아래 모든 항목을 요청까지 빠짐없이 다시 적되, 답에 나온 좌표 숫자만 하나하나 103씩 늘려 주세요. 요청 문장과 그 형식 예시의 숫자는 바꾸지 말고, 그림은 빼고 적어 주세요.

__항목 목록__.

++++++

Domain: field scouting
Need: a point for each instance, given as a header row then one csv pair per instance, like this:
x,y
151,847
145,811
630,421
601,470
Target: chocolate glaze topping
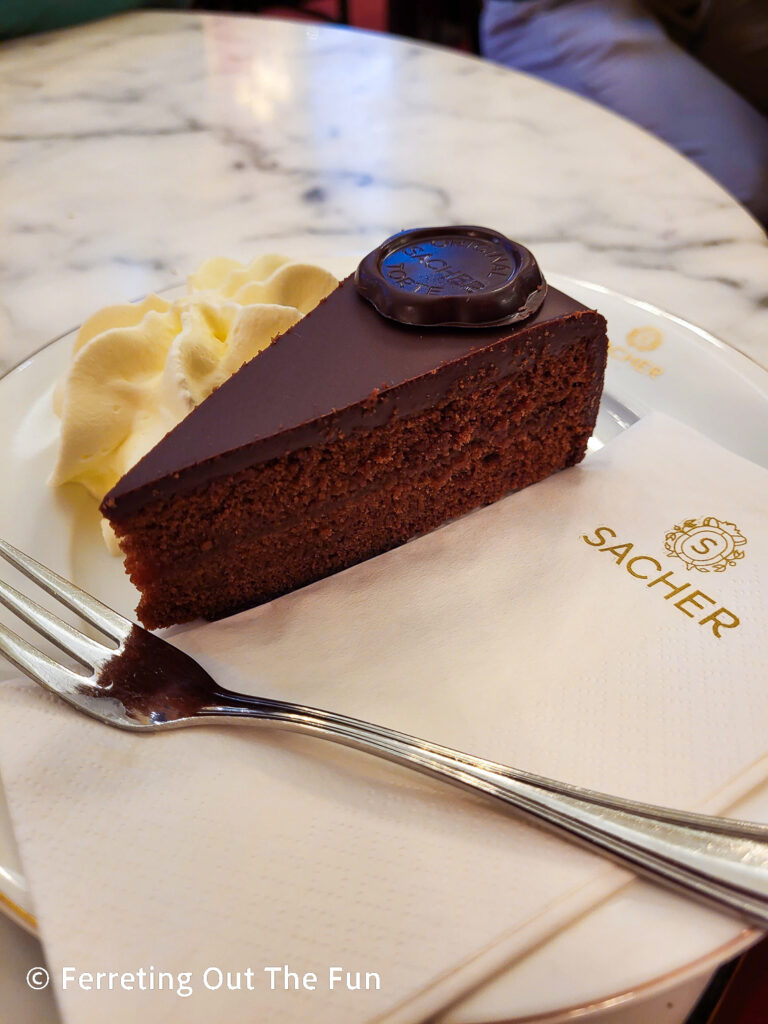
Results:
x,y
452,276
340,369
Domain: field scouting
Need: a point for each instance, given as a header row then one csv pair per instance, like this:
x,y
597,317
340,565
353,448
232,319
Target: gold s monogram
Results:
x,y
708,545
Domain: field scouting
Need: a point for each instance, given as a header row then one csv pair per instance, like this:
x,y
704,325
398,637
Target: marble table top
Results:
x,y
136,146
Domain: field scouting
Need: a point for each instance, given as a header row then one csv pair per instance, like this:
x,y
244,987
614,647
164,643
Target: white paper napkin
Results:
x,y
531,632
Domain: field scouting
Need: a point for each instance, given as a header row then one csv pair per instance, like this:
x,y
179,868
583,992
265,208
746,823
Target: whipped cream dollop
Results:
x,y
138,369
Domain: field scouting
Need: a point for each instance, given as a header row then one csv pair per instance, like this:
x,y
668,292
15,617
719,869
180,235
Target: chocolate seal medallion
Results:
x,y
452,276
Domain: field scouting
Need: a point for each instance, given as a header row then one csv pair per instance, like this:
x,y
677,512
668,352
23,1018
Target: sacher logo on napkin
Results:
x,y
702,544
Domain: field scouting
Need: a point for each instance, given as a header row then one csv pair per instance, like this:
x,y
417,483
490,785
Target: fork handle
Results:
x,y
723,862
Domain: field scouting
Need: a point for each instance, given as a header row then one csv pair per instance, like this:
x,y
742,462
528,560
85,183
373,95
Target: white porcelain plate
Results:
x,y
656,361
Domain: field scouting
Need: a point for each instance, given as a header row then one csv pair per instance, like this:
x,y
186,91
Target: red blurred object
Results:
x,y
745,997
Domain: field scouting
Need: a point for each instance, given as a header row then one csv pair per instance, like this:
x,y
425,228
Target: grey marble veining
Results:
x,y
136,146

++++++

__전체 결과__.
Domain: field scouting
Need: a point for each instance, given as a header row then one csv pair per instance, like this:
x,y
151,847
145,811
630,421
601,470
Target: chocolate glaze topping
Results:
x,y
555,379
443,472
Domain: field scouting
Need: a point for each instance, given as a header row then one csv pair per instance, like this:
x,y
597,317
340,565
353,448
232,319
Target: gold s monogram
Results:
x,y
811,648
Domain: field scouting
Need: a point for each instance, given as a header row then one csv pair per instance, like this:
x,y
704,325
398,637
Target: marble table top
Results:
x,y
239,249
Domain: field scouting
Need: a point for each instance, given as a header row then one csv pair per instance, like this:
x,y
244,987
614,647
164,643
Target: white paper napkin
Results:
x,y
634,735
Domain: field scouting
Need: a point for each instance, given as a header row then one csv pair per instance, like this:
x,y
179,868
583,992
265,208
746,823
Target: whipped cream dollop
Results:
x,y
241,472
Domain: field scouting
Need: a point for each instance, given as a header row then one csv pair per instance, like this:
x,y
668,292
15,617
719,869
180,235
Target: chocolate seal medallion
Results:
x,y
555,379
Domain: field scouting
Need: a point for each instance, given as a header row then one csv pair per instance, like this:
x,y
677,512
668,352
23,1018
Target: sacher logo on napkin
Results:
x,y
805,647
Domain: field scouting
Need: a point for each instance, given as a header row then one csv pair per instance, like this:
x,y
417,483
490,785
Target: fork handle
Results:
x,y
826,965
Domain: field scouting
Need: a point for each instance, given as a header row then one csv pair per instance, like this:
x,y
742,462
528,560
85,183
373,95
Target: white porcelain plate
Results:
x,y
759,464
Domain: field scouting
Need: a point for each instance, given as a header row then one csv pair per instance, like this:
x,y
186,91
Target: red blurred object
Results:
x,y
848,1100
Domain: field scouting
Need: a point for each instance, given as a header row then one csv pair per instance, like this:
x,y
425,228
Target: grey marble veining
Results:
x,y
239,249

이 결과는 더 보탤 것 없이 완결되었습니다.